**TRECHO DO DOCUMENTO**.
******
Premeditação e dosimetria da pena: o novo entendimento do STJ em recurso repetitivo

Premeditação e dosimetria da pena: o novo entendimento do STJ em recurso repetitivo

Prof. Gustavo Cordeiro

Em maio de 2025, o Superior Tribunal de Justiça fixou importante tese em recurso repetitivo sobre um tema que há tempos divide a doutrina e jurisprudência: pode a premeditação ser valorada negativamente na dosimetria da pena? A resposta, agora vinculante para todos os tribunais do país, é sim – mas com importantes ressalvas que merecem análise detida.

O caso paradigma: quando a confiança facilita o crime

O caso que originou o Tema 1318 ilustra perfeitamente a relevância da questão. Carlos, amigo próximo da família, aproveitou-se da confiança depositada nele para praticar estupro de vulnerável contra Beatriz, filha de 12 anos de seu amigo Roberto. O crime não foi fruto do impulso, mas de meticuloso planejamento: Carlos estudou a rotina familiar, identificou o melhor momento para agir, obteve cópia da chave da residência e executou o plano quando sabia que a criança estaria sozinha.

Na sentença condenatória, o magistrado valorou negativamente a culpabilidade, aumentando a pena-base justamente pela premeditação demonstrada. A defesa recorreu argumentando bis in idem – afinal, o Código Penal não prevê expressamente a premeditação como circunstância judicial ou agravante. A controvérsia chegou ao STJ, que decidiu pacificar o entendimento.

A tese fixada: premeditação como circunstância judicial

A Terceira Seção do STJ, nos REsp 2.174.028-AL e REsp 2.174.008-AL, relatados pelo Ministro Otávio de Almeida Toledo, estabeleceu duas premissas fundamentais:

Primeira: a premeditação autoriza a valoração negativa da culpabilidade prevista no artigo 59 do Código Penal, desde que não constitua elementar do tipo, não seja ínsita ao crime nem pressuposto para incidência de agravante ou qualificadora.

Segunda: a exasperação da pena-base pela premeditação não é automática, exigindo fundamentação específica sobre a maior reprovabilidade da conduta no caso concreto.

O fundamento teórico: culpabilidade como juízo de reprovação

A culpabilidade, na dosimetria da pena, não se confunde com a culpabilidade como elemento do crime. Enquanto esta verifica se o agente é imputável e tinha consciência da ilicitude, aquela mensura o grau de reprovabilidade da conduta.

É nesse contexto que a premeditação ganha relevância. O crime premeditado revela maior determinação criminosa, reflexão sobre a prática delitiva e frieza na execução. O agente que planeja detalhadamente seu crime demonstra maior desprezo pelos valores protegidos pelo ordenamento jurídico do que aquele que age por impulso.
******
**PROBLEMA PROPOSTO 1**. Indique se cada afirmação concorda com o trecho do documento e responda sim ou não, citando literalmente as palavras do trecho que decidem a questão: (a) a resposta fixada pelo STJ vale de forma vinculante para todos os tribunais do país; (b) pela tese, o aumento da pena-base em razão da premeditação ocorre de modo automático; (c) a vítima do caso paradigma tinha 12 anos.
******
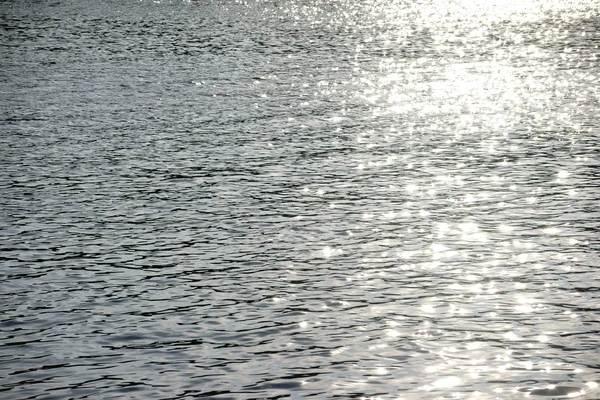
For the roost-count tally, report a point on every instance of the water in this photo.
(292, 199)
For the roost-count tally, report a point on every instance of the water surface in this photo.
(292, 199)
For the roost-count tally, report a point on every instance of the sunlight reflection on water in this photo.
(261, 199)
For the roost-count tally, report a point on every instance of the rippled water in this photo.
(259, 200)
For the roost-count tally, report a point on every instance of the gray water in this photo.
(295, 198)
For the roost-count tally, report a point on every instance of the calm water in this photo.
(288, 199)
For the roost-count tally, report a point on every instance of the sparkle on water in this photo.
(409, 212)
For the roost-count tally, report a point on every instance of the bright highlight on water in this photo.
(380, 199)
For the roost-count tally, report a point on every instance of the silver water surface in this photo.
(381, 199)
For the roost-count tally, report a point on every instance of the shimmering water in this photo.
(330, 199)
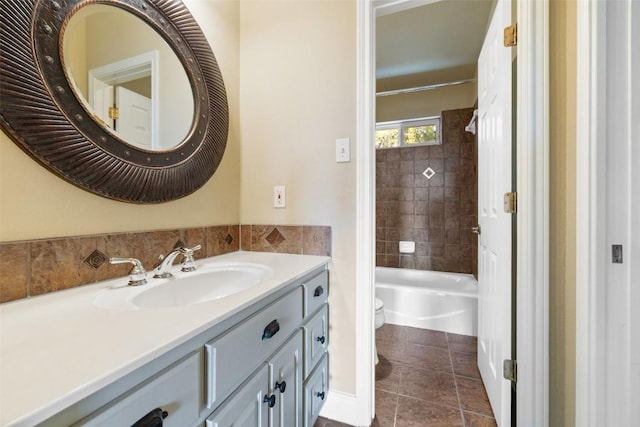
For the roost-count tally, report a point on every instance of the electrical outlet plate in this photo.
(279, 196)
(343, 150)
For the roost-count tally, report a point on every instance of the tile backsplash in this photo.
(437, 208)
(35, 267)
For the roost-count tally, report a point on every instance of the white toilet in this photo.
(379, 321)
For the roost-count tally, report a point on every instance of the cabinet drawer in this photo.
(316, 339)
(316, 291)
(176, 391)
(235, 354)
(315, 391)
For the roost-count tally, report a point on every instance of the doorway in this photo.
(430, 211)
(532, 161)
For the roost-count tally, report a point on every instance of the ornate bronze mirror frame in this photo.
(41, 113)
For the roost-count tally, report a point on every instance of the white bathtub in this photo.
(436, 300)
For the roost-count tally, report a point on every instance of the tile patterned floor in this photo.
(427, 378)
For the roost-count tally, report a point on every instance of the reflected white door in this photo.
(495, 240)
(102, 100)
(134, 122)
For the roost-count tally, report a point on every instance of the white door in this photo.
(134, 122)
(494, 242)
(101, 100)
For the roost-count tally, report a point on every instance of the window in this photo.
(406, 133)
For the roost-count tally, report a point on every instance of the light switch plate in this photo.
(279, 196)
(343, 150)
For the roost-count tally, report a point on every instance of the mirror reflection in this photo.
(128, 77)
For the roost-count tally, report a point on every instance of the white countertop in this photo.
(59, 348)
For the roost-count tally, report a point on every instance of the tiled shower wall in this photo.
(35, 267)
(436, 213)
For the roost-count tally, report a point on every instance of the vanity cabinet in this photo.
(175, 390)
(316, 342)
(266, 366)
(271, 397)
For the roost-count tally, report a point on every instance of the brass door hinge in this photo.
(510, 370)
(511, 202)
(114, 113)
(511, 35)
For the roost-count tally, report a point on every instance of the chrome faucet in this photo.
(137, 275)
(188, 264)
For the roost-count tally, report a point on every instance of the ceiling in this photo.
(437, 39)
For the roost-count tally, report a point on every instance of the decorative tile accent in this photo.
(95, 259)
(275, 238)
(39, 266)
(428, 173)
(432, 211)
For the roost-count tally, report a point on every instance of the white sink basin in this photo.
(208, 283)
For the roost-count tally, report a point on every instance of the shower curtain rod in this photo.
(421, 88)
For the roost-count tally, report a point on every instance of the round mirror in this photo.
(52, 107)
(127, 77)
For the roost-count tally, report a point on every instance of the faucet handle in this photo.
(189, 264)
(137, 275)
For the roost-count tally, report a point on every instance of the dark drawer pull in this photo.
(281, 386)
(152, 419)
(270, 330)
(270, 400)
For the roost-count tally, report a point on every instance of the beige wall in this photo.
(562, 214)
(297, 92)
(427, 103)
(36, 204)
******
**PROBLEMA PROPOSTO 2**. Reúna todas as linhas dos registros em que aparece a palavra "drawer".

**RESPOSTA COMPLETA 1**.
(a) Sim: "A resposta, agora vinculante para todos os tribunais do país, é sim".
(b) Não: "a exasperação da pena-base pela premeditação não é automática, exigindo fundamentação específica sobre a maior reprovabilidade da conduta no caso concreto".
(c) Sim: "Beatriz, filha de 12 anos de seu amigo Roberto".

**RESPOSTA COMPLETA 2**.
For the roost-count tally, report a point on every instance of the cabinet drawer in this photo.
For the roost-count tally, report a point on every instance of the dark drawer pull in this photo.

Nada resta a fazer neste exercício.